Materials provided:
· · · · ·

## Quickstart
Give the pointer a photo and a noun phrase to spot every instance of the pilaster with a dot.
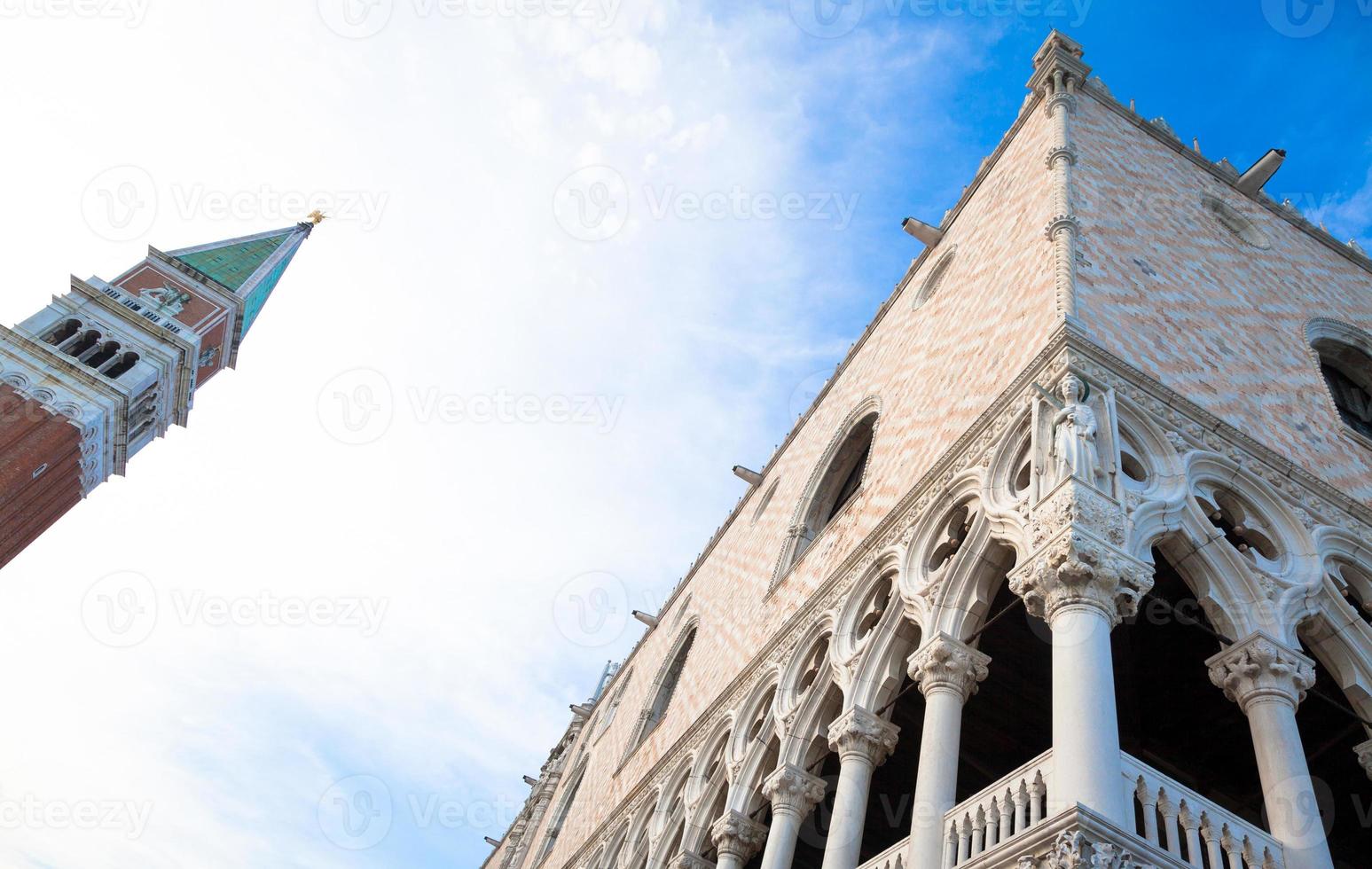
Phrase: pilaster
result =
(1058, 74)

· · · · ·

Exercise prompt: Show every line from the entries above in which the word "pilaster" appears.

Expected output:
Give the pointer a photo and a noun phrase to spot every instance of the pilaster with a dot.
Phrase: pilaster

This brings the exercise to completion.